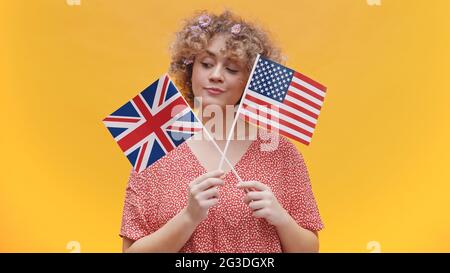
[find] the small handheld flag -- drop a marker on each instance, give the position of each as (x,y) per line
(282,99)
(152,124)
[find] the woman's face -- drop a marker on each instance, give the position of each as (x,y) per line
(217,78)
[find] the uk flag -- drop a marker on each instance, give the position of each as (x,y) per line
(152,124)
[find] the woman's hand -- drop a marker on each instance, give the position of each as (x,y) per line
(203,194)
(264,203)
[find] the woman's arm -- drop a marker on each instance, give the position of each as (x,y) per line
(264,204)
(169,238)
(294,238)
(203,194)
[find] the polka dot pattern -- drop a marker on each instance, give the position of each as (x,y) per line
(157,194)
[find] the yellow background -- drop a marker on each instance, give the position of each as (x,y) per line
(379,159)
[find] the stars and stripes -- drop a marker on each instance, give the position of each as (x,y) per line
(152,124)
(281,99)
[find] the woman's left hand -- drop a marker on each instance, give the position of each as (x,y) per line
(264,203)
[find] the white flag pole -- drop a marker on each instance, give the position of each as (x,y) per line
(221,153)
(237,114)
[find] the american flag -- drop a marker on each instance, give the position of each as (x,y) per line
(281,99)
(152,124)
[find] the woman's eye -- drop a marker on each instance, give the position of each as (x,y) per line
(206,65)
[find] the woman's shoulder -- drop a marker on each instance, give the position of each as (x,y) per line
(276,143)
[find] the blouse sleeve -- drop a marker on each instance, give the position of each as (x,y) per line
(139,216)
(303,207)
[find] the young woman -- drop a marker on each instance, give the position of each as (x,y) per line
(182,203)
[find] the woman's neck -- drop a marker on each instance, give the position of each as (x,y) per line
(219,122)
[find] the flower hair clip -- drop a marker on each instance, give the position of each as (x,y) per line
(187,61)
(236,29)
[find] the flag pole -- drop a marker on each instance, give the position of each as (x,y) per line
(237,114)
(210,137)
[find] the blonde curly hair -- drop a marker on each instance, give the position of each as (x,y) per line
(244,41)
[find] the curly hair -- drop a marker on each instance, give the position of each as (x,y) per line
(244,41)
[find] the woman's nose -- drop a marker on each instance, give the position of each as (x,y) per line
(216,74)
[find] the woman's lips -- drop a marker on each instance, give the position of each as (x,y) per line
(214,91)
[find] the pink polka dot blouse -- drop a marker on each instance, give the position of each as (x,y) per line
(158,193)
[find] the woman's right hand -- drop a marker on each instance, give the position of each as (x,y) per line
(203,194)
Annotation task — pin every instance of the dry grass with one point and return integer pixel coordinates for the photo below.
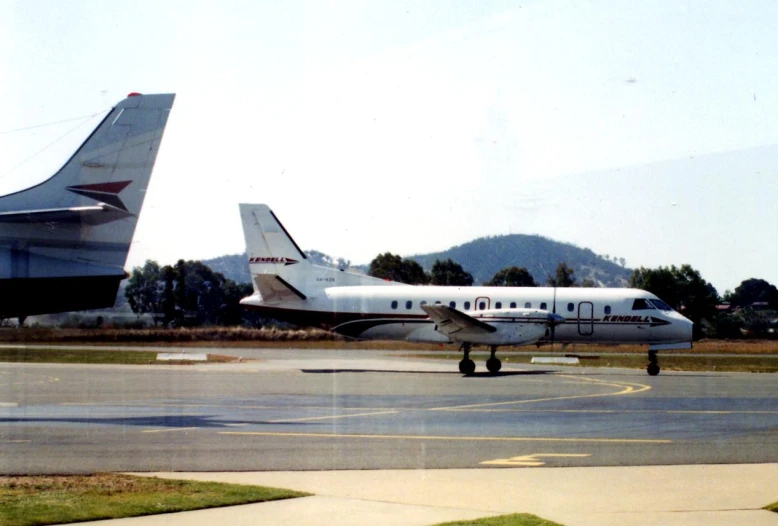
(34, 500)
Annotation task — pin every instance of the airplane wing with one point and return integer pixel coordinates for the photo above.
(450, 321)
(273, 287)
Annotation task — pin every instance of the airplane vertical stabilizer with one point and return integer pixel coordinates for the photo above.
(64, 242)
(280, 271)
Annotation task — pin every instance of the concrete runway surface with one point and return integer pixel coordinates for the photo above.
(345, 410)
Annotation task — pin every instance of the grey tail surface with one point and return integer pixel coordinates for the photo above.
(64, 242)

———

The answer is the whole listing retyped exactly, with pictures omitted.

**OUTPUT FOR THIS EXERCISE:**
[find] the small handheld flag -- drop a marker on each instance, give the position of each as (x,y) per line
(282,99)
(152,124)
[find] the woman's face -- drop a marker on each instance, give the position of each as (x,y) per line
(217,78)
[find] the uk flag -- drop a marker on each instance, give the position of each as (x,y) per line
(152,124)
[find] the woman's hand -- drop a marker on each instance, give the position of each as (x,y) per line
(203,194)
(264,203)
[find] the woman's arm -- drop a marker on each instance, give the position of each as (x,y) per line
(264,204)
(169,238)
(294,238)
(203,194)
[find] the polka dot pattern -- drop a marker on each instance, give the position of each as (x,y) per line
(157,194)
[find] the yellow background -- drop a marker on each instance, give the position of each as (x,y) per line
(379,159)
[find] the stars and stripes -- drop a marker on each instance, give the position of each as (x,y) per line
(152,124)
(281,99)
[find] the woman's left hand -- drop a marker on each instance, give the position of each as (x,y) per line
(264,203)
[find] the white flag pole -- drop a marker on each instance, give the position of each as (x,y) per line
(221,153)
(237,114)
[find] the american flag -- drop a marker on each instance, give the position of each as (x,y) per line
(281,99)
(152,124)
[find] the woman's eye -- drop a marker on each instance, give the position of each as (x,y) per line
(206,65)
[find] the woman's shoulder -- drop a marker on each instance, give the position of each as (x,y) per line
(276,143)
[find] the blouse sleeve -- drop a marker on each instance, give the position of each as (x,y) per line
(139,216)
(303,207)
[find] the young woman -- drop a marker on each instance, give the position of each as (x,y) per line
(182,203)
[find] the woman's neck -- drop a marker on each instance, give the position of each as (x,y) per line
(219,122)
[find] the flower hair clip -- drop a marker on each instance, give the position of each as (x,y) per line
(187,61)
(236,29)
[find] the flag pole -- drop a marker on each instance, give the position of each as (x,y) per line
(237,114)
(210,137)
[find] the blonde curly hair -- drop a marker on each instance, give the position of each as (x,y) per line
(244,41)
[find] the curly hair -- drop a marker on each instance, give the position of each as (x,y) per line
(244,41)
[find] the woman's nose -- drop a marker on each instance, give the position of each as (x,y) per line
(216,74)
[find] the woman's lips -- drop a marker on each instance, give the position of each as (x,y) per line
(214,91)
[find] the pink polka dot blouse -- drop a marker on each instance, give the position of each as (x,y) per line
(158,193)
[find] the woman's right hand -- drop a marker on each instance, give the position of each as (x,y) per line
(203,194)
Annotation task — pin every instance of the dry grass with one point and return integer pixel coordinates for the photo below.
(34, 500)
Annotation task — pin every instance of the airplane wing with one point and return integer pixel coordinates for the photo above.
(450, 321)
(273, 287)
Annotation task — pin every instance of the airplane vertical stabilizer with one point and return integer pixel coordinates for the photo above.
(64, 242)
(280, 271)
Annotation task — pin every instance of the concrete runway surface with one point and return integer pixel coordinates for the photo above.
(345, 410)
Annotation task — pin every instance of the grey tail surface with one point and return integer pixel coordinates for the photo above.
(64, 242)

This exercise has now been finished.